# Texto citado
****
En el centro de este crimen atroz que han sido los abusos sexuales a menores en la Iglesia, el sexo es un tema central que no se ha abordado ni se ha querido tocar. Sí, las relaciones de poder han trastocado el rol de los presbíteros ante los menores que las familias han puesto a su cargo. Sí, las representaciones alteradas y deformes de quien es y qué representa el cura frente al pueblo de dios les han dado un margen de acción que ha hecho posible que muchos de ellos cometan todo tipo de abusos. Sí. Pero aquí hay un tema que tiene que ver con intimidad, con genitalidad y con la concepción que la Iglesia tiene y enseña sobre la vida sexual de los seres humanos. Obviar eso es y seguirá siendo un grave error que nos costará muchas vidas y muchos traumas.

El pueblo laico parece no estar muy consciente de lo que implica semejante tema. Se ha dado por cerrado. Las indicaciones de la doctrina sexual de la iglesia se toman como temas terminados y superados; y si bien buena parte del pueblo creyente no toma en consideración todas y cada una de tales indicaciones, tampoco se atreve a discutirlas o cuestionarlas. En la vida de muchos creyentes en la iglesia no está bien visto preguntar, y mucho menos sobre sexo. Entonces se desprenden toda clase de tergiversaciones y deformaciones que afectan lo más sagrado de la intimidad de las personas. Grupos y comunidades que entregan pormenorizadas instrucciones de qué es lícito o ilícito en el encuentro sexual entre los esposos. Consagraciones multitudinarias de jóvenes a la castidad, sin que jamás se hayan detenido a afrontar existencialmente el tema de su propia afectividad y sexualidad. Ritos sin conversión. Procedimientos cultuales para la modificación de la conducta sexual, y una colección de lo que deben ser las más deprimentes enseñanzas sobre el sexo que se puedan coleccionar en la cultura occidental. Baste mirar a los que comparan tornillos y tuercas con los genitales, o quienes equiparan homosexualidad con terrorismo.
****
# Tareas por realizar
(a) Según el texto sobre los abusos en la Iglesia, ¿con qué equiparan algunos la homosexualidad?
(b) Prosiga el texto sobre los abusos en la Iglesia a partir de su última oración.

Listado de datos
****
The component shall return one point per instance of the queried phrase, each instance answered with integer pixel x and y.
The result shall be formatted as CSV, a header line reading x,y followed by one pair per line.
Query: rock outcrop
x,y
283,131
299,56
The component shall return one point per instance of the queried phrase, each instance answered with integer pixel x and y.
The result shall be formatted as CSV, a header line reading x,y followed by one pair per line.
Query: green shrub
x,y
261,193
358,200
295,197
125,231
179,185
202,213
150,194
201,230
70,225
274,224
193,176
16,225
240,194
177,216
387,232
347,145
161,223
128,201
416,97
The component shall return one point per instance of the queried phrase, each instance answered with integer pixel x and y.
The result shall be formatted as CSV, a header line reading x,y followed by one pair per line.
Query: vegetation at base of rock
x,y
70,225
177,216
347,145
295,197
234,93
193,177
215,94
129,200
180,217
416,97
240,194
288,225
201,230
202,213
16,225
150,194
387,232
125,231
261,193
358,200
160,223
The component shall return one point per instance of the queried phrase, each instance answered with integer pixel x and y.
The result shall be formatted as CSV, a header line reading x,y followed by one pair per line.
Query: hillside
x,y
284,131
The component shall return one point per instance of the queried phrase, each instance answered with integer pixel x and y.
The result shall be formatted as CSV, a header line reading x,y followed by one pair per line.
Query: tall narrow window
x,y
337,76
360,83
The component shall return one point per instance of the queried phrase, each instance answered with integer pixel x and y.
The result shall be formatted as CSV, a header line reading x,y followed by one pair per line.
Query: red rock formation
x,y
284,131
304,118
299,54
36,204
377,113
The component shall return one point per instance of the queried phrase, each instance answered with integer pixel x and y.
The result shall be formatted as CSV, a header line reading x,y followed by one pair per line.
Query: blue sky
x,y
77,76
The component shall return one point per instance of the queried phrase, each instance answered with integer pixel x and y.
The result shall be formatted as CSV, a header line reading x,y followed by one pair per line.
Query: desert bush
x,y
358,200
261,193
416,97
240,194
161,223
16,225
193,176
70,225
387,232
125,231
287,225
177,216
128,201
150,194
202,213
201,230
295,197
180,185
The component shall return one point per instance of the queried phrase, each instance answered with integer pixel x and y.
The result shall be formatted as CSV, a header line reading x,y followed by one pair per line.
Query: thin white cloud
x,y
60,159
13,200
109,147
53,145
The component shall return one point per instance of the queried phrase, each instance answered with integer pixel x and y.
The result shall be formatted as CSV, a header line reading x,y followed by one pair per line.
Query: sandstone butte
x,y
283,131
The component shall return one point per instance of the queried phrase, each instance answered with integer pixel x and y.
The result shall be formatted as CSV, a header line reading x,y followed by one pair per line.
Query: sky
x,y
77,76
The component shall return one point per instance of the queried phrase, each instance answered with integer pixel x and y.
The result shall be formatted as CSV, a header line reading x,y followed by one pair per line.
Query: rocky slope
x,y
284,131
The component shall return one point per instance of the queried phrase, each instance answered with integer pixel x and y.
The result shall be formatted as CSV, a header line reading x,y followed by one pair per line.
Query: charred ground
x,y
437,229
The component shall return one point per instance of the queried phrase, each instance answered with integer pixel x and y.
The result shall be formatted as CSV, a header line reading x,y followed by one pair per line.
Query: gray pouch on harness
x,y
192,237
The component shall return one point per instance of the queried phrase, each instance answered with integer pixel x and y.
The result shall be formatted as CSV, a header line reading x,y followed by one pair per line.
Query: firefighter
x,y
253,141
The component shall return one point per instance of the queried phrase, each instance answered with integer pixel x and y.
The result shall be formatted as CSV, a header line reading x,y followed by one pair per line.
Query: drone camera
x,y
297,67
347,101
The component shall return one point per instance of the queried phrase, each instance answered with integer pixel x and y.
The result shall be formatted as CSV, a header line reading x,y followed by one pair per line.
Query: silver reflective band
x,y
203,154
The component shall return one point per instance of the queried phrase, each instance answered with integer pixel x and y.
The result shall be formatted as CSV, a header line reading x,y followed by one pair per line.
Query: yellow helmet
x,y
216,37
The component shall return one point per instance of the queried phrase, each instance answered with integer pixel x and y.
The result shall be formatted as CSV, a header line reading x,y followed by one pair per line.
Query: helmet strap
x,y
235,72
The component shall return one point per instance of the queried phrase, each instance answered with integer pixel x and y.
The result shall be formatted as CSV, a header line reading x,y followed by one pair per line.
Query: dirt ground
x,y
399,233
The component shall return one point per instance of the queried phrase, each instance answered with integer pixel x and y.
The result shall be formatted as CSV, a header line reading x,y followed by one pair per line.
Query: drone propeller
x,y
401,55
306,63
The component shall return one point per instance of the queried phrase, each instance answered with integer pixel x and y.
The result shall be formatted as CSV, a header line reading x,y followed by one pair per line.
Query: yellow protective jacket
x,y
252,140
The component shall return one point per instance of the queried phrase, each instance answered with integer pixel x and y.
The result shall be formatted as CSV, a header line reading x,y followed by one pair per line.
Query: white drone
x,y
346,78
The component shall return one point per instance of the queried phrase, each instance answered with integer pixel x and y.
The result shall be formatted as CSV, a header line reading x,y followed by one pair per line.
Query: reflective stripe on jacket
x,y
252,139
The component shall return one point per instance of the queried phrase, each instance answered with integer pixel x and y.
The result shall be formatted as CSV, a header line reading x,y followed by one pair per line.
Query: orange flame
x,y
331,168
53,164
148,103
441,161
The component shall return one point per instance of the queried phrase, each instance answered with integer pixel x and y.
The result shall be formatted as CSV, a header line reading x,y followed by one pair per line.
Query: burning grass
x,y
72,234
****
# Respuestas por tarea
(a) Con el terrorismo.

(b)
La homofobia no cesa. Y su contracara, las subculturas que al interior de seminarios, conventos y comunidades generan todo tipo de prácticas y complicidades para ejercer la homosexualidad de manera oscura y casi que “mafiosa” van en aumento a la par. Son dos cosechas de la misma cizaña sembrada. No la identidad, ni la preferencia sexual de nadie, sino la imposibilidad para conversar el tema y darle la altura antropológica, bíblica, ética y existencial que merece, sin recurrir a arcaísmos del Pentateuco que no se sostienen con la más mínima exégesis. El problema es que las comunidades eclesiales hemos normalizado el rechazo a la homosexualidad a la par que hemos normalizado saber que al interior de la iglesia se vive una realidad distinta entre los homosexuales. Esa ruptura cognitiva, esa especie de esquizofrenia doctrinal sobre el sexo nos está llevando a límites de escándalo que un día ya no se podrán seguir ocultando.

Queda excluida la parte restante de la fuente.